* DATA FOR THIS TASK *
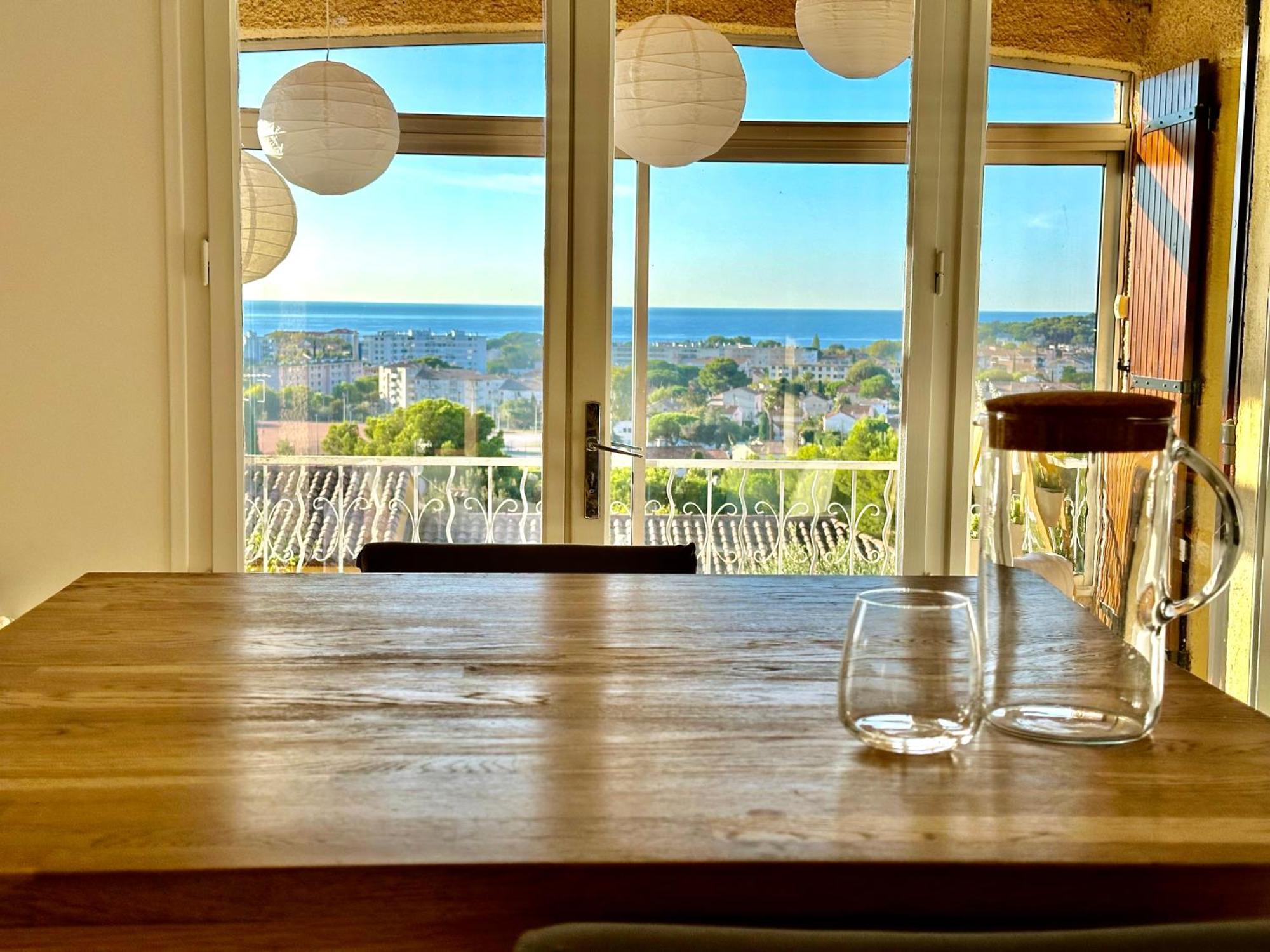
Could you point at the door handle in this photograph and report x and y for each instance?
(595, 421)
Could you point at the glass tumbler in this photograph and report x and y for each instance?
(912, 671)
(1078, 498)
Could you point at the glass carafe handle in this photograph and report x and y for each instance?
(1226, 536)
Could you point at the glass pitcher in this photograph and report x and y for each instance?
(1076, 512)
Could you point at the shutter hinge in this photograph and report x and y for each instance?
(1229, 432)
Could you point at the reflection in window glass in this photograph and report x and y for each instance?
(468, 79)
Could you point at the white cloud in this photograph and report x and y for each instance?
(1048, 221)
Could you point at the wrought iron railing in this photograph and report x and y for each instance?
(747, 517)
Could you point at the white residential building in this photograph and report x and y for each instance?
(746, 400)
(404, 384)
(322, 376)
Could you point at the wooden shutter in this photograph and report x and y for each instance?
(1170, 205)
(1166, 276)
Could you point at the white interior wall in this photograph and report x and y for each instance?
(84, 421)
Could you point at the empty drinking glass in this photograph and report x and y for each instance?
(912, 671)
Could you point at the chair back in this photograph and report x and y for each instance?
(495, 558)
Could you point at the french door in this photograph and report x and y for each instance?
(779, 329)
(775, 369)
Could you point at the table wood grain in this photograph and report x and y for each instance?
(385, 762)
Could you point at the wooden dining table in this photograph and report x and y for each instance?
(443, 762)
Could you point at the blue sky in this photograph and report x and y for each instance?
(444, 229)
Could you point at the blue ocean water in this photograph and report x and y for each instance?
(788, 326)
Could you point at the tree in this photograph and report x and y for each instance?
(888, 351)
(675, 394)
(520, 413)
(1084, 379)
(669, 428)
(432, 427)
(342, 440)
(879, 387)
(664, 374)
(716, 430)
(518, 351)
(721, 375)
(872, 439)
(995, 375)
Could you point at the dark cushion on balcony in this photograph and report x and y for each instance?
(600, 937)
(608, 560)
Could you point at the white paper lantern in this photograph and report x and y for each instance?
(857, 39)
(328, 128)
(269, 218)
(680, 91)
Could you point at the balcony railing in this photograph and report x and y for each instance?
(746, 517)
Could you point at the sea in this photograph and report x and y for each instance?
(791, 326)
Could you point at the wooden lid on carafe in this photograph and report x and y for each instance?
(1080, 422)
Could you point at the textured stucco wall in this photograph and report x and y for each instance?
(1098, 32)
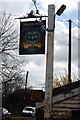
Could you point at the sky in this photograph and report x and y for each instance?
(36, 64)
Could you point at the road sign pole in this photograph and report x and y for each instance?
(49, 64)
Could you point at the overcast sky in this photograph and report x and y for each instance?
(36, 64)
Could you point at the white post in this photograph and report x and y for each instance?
(49, 64)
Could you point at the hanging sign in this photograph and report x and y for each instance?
(32, 37)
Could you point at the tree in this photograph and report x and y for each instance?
(10, 68)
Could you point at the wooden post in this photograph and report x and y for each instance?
(49, 64)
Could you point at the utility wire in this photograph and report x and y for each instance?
(34, 78)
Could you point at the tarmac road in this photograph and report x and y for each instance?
(23, 118)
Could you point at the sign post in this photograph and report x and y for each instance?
(49, 64)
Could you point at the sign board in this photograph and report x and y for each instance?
(32, 37)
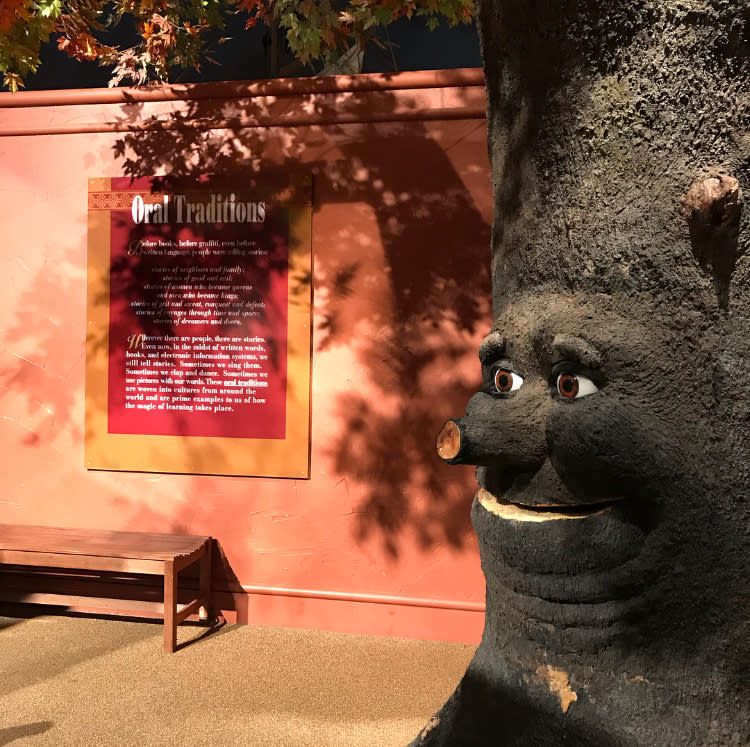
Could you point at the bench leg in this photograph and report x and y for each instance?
(170, 607)
(206, 594)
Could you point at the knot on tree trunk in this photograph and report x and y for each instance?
(713, 207)
(714, 203)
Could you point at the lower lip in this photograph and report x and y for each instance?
(514, 512)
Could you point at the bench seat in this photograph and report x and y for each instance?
(115, 551)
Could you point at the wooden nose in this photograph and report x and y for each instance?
(449, 441)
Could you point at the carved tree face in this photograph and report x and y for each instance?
(591, 435)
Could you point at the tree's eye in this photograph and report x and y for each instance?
(574, 386)
(506, 381)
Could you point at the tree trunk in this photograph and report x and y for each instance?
(613, 426)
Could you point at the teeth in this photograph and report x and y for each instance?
(513, 512)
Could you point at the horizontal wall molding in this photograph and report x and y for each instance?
(339, 596)
(408, 97)
(277, 87)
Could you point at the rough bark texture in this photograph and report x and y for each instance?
(613, 509)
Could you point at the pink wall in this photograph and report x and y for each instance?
(378, 540)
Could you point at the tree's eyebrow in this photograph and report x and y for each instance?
(569, 346)
(493, 346)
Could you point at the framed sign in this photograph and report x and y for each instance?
(198, 329)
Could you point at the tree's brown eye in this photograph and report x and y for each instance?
(567, 385)
(507, 381)
(574, 386)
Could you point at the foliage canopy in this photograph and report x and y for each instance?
(169, 34)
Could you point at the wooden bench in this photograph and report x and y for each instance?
(120, 552)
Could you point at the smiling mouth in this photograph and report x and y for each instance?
(520, 512)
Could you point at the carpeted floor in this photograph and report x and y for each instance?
(84, 682)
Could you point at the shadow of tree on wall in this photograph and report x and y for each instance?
(436, 260)
(433, 295)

* PROBLEM STATEMENT *
Repeat, character for character, the lines from the one that holds "Could you point at the rough" to the final line of the material, inclusive, and no other lines.

* RESPONSE FOR THIS EXERCISE *
Could you point at the rough bark texture in this photograph and report x and y for each instance?
(613, 509)
Could you point at the pink wall in this photograph and report x and y for each instance?
(378, 540)
Could you point at the tree's eyebrow in this photograph and report x and y for each instance?
(569, 346)
(493, 346)
Could you point at the framed sign in this photograph and report x and y for each instance?
(198, 329)
Could you point at the tree's brown eye in this photograph and report x and y for each instance?
(567, 385)
(507, 381)
(574, 386)
Could you point at the foliage canopy in this photograph and report x and y for each instance?
(169, 34)
Could you point at the wooden bench in this photograph and report x and y for each instance?
(120, 552)
Could you point at the smiling mouth in this photograph and report x and y for each instance?
(520, 512)
Could you point at the carpeted floor in this photograph and report x and y for each instance?
(84, 682)
Could you point at the shadow of tree on wall in this photograph and report x and y for each instance?
(436, 260)
(433, 295)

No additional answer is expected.